Look for the word "block" in the entries and copy each line where it appears.
———
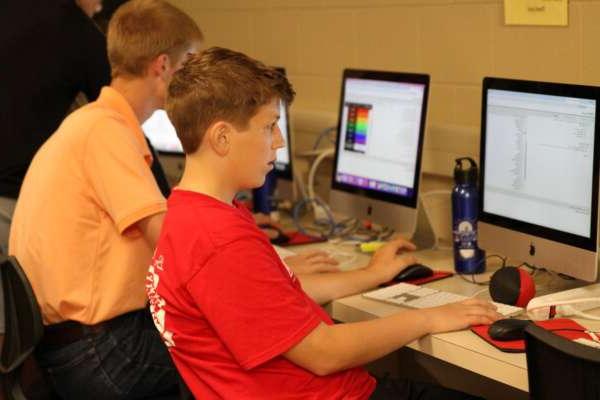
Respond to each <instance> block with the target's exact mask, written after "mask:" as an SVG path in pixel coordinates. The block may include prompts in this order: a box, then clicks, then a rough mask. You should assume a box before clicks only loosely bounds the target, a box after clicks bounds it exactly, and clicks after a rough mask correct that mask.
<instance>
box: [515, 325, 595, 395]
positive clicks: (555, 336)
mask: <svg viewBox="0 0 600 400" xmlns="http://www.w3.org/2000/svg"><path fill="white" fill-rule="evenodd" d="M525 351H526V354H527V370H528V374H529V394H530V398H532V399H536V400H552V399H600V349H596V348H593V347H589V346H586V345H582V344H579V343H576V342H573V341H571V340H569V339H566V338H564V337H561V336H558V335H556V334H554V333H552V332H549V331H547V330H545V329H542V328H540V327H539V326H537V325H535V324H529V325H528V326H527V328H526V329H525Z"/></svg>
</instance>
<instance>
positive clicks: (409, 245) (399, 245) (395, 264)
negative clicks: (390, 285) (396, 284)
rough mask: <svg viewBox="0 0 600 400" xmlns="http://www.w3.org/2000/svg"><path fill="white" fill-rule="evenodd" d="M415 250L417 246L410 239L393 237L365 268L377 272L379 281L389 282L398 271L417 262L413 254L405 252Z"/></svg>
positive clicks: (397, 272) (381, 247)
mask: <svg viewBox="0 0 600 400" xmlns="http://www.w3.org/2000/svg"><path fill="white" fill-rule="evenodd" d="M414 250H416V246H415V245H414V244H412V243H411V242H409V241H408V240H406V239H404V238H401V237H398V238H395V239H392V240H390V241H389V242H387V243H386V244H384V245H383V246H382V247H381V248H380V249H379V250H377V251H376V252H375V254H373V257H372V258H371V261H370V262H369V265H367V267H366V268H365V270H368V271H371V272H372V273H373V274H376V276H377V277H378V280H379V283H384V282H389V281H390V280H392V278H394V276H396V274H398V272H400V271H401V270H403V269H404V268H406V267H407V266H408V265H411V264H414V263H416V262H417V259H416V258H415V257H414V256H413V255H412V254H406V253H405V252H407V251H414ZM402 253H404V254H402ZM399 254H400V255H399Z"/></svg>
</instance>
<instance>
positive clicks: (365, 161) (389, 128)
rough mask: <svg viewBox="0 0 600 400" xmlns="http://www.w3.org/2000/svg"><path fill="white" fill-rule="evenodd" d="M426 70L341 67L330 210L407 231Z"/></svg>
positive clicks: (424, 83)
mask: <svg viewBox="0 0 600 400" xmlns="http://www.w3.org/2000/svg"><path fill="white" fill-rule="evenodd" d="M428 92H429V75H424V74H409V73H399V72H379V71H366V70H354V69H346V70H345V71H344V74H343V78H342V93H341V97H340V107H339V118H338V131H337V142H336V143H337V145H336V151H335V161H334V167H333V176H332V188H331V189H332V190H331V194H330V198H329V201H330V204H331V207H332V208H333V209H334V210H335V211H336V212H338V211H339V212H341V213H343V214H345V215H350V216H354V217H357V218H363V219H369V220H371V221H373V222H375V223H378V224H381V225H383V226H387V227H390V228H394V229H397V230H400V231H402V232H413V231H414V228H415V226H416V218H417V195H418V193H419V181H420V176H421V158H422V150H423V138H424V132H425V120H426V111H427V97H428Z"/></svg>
———
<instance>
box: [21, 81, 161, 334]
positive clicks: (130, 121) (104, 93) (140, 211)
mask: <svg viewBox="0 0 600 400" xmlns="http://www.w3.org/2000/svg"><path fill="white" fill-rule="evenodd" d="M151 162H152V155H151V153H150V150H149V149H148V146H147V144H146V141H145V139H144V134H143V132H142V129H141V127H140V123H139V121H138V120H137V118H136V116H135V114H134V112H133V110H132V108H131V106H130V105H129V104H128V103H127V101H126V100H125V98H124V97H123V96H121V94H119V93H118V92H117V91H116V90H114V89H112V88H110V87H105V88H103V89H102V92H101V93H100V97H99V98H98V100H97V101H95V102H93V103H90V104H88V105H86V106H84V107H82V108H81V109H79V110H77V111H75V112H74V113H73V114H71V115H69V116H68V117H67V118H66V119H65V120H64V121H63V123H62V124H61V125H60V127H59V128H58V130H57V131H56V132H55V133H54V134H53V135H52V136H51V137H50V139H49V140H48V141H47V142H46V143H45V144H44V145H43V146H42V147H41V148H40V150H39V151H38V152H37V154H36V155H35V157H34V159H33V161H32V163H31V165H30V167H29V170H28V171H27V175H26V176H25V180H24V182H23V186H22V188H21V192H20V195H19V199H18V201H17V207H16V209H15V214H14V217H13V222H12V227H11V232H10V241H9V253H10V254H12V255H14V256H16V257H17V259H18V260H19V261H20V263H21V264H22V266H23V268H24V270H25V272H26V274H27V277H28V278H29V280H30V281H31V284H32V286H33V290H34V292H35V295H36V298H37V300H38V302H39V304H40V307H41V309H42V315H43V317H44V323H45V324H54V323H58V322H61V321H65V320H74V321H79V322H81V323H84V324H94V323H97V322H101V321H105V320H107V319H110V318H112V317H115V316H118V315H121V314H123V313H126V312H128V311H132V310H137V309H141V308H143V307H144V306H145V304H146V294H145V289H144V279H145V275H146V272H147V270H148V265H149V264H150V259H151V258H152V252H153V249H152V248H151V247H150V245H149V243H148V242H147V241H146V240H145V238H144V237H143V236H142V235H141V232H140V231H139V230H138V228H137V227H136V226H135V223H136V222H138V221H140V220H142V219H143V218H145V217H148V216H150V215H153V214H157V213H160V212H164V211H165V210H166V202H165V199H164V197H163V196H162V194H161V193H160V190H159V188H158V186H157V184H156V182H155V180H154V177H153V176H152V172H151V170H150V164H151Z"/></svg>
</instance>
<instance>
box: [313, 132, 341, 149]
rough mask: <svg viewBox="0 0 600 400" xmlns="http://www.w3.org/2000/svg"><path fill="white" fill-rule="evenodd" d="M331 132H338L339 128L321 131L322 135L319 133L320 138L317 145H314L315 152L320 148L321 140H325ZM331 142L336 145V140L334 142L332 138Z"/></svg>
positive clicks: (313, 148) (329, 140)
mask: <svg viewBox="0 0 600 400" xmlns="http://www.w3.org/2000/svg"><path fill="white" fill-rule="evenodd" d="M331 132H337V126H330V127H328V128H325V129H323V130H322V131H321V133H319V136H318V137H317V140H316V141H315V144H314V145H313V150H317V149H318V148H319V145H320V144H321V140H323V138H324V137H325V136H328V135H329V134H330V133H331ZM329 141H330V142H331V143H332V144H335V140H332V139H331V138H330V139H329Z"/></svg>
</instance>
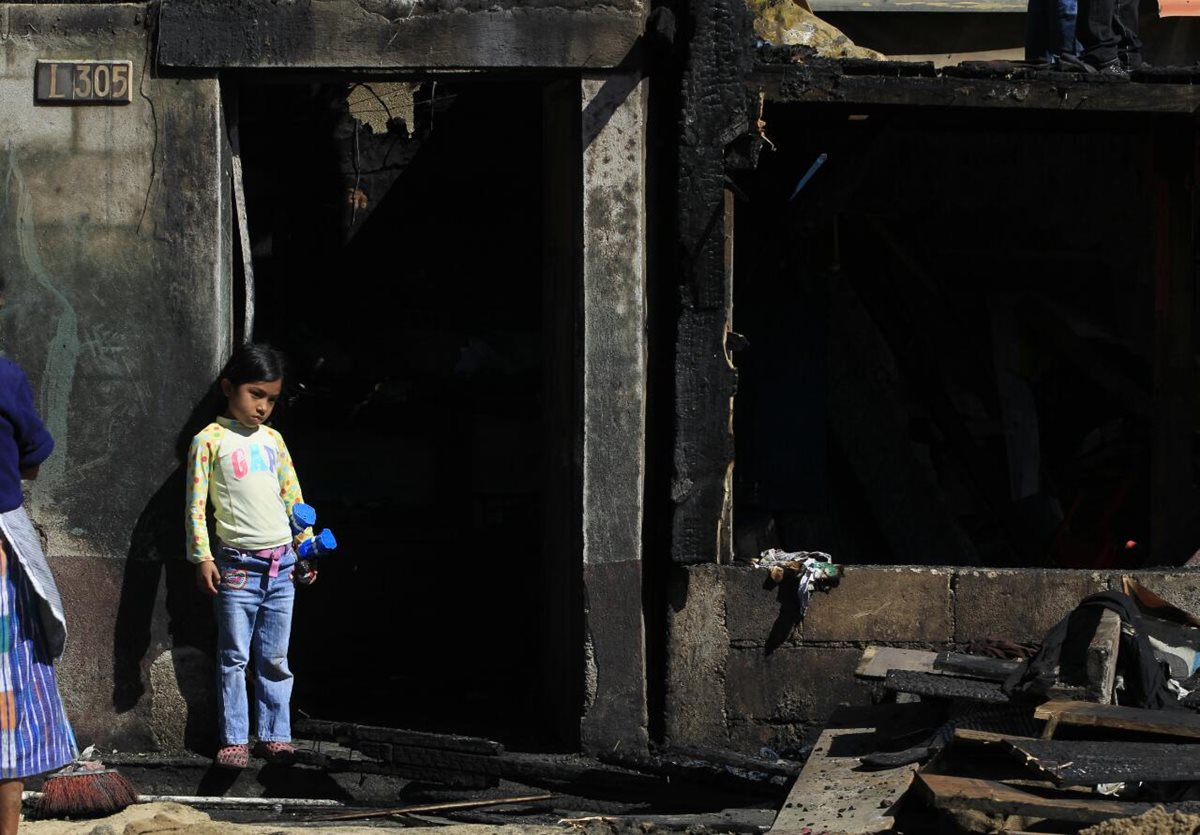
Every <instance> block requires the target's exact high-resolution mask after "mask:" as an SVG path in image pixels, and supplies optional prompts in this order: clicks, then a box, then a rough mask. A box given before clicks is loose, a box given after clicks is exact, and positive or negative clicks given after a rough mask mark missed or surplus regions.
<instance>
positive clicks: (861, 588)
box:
———
◆ SOLUTION TO THIS EXERCISE ◆
Respond to each <instance> block with the target's exact mask, written after "mask:" as an SVG path in pixel coordinates. The block may include prompts in this order: a box, then clicks, then a rough mask. You should assume a box before clicks only loosely bounds the target, a box after clicks bounds it exactly, and clicks after a rough mask correct that mask.
Every <instance> block requires the target's exact high-resolution mask after "mask:" as an SVG path in image pixels, and supplies optional prompts in this order: clicks, then a box, then a rough mask. A box given before clicks is loose, a box given after clicks is exact, and positive or negative clicks given after a rough mask mark missed or surplus regions.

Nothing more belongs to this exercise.